▶ WHAT IS EXPECTED
Gather every line of the data below that contains the string "leather", matching case exactly.

▶ EXERCISE INPUTS
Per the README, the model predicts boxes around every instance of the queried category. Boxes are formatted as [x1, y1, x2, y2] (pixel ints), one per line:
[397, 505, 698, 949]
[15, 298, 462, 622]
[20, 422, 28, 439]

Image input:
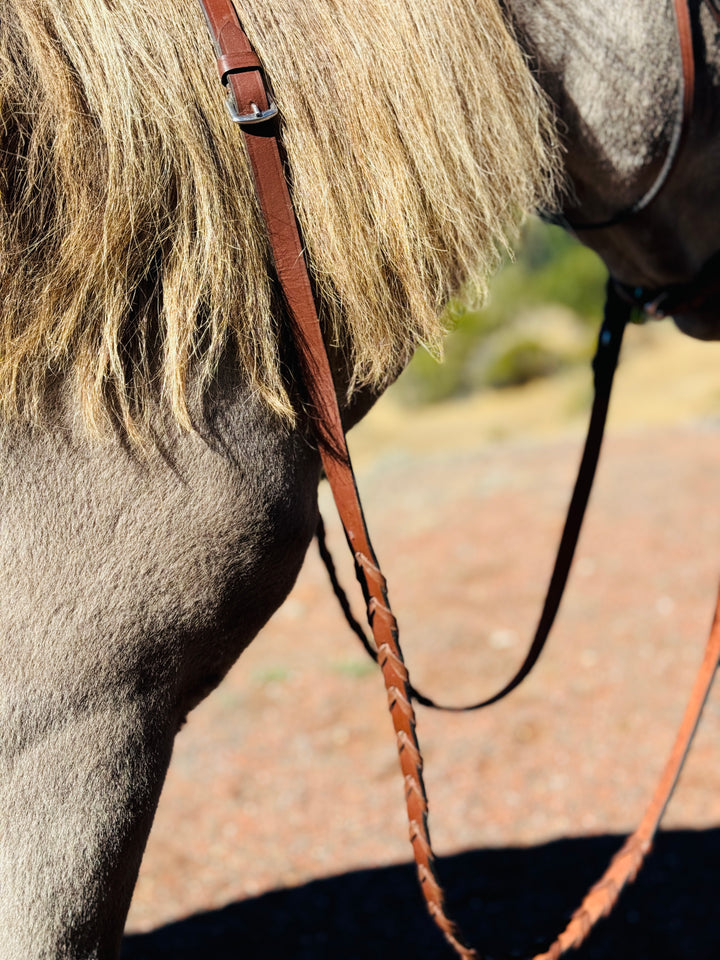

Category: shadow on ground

* * *

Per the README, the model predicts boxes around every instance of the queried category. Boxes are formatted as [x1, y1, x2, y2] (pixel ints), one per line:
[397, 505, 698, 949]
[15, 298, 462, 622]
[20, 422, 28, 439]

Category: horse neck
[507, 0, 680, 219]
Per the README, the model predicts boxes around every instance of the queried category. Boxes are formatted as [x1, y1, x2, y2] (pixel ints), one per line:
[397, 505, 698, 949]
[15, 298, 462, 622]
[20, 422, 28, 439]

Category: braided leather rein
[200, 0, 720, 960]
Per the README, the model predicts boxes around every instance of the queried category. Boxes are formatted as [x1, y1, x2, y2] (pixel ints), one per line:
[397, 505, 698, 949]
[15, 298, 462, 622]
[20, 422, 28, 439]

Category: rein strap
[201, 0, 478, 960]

==

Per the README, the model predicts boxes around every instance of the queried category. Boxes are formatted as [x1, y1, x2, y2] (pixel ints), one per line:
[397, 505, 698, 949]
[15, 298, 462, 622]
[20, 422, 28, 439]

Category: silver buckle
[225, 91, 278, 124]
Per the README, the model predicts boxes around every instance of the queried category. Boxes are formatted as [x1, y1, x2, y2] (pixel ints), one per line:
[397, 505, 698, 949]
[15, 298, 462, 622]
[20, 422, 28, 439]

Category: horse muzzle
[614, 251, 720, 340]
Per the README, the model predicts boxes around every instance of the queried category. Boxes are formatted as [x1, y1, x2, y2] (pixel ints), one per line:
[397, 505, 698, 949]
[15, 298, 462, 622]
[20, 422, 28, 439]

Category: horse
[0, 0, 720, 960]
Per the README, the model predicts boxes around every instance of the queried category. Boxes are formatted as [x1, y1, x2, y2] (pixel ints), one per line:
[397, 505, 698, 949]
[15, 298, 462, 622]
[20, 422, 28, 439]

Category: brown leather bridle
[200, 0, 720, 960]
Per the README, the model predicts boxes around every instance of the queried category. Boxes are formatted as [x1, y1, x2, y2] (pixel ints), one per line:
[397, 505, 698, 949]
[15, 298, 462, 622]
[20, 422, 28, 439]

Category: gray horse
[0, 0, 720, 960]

▶ OUTPUT BELOW
Category: braided leather rein
Category: brown leather bridle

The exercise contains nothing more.